**Task details**
Rewrite the rows below with "black doormat" changed to "rubber doormat" wherever it occurs, keeping every other character the same.

(Region annotation items)
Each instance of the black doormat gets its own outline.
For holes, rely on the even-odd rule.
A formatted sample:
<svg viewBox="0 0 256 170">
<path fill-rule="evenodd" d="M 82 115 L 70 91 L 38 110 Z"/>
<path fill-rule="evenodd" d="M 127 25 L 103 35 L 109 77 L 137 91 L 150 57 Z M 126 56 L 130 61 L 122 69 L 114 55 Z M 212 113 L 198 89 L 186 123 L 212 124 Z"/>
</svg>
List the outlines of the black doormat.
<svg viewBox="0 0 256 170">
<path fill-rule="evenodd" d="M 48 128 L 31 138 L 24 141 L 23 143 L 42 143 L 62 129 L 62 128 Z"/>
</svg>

**Response for this exercise**
Each instance of the rubber doormat gets its own outline.
For holes, rely on the even-odd rule.
A formatted sample:
<svg viewBox="0 0 256 170">
<path fill-rule="evenodd" d="M 82 115 L 70 91 L 38 110 Z"/>
<path fill-rule="evenodd" d="M 127 25 L 103 35 L 109 77 L 137 91 L 150 57 Z M 126 56 L 130 61 L 122 69 L 114 55 Z M 212 113 L 198 89 L 186 123 L 212 124 Z"/>
</svg>
List the outlines of the rubber doormat.
<svg viewBox="0 0 256 170">
<path fill-rule="evenodd" d="M 48 128 L 31 138 L 24 141 L 23 143 L 42 143 L 62 129 L 62 128 Z"/>
</svg>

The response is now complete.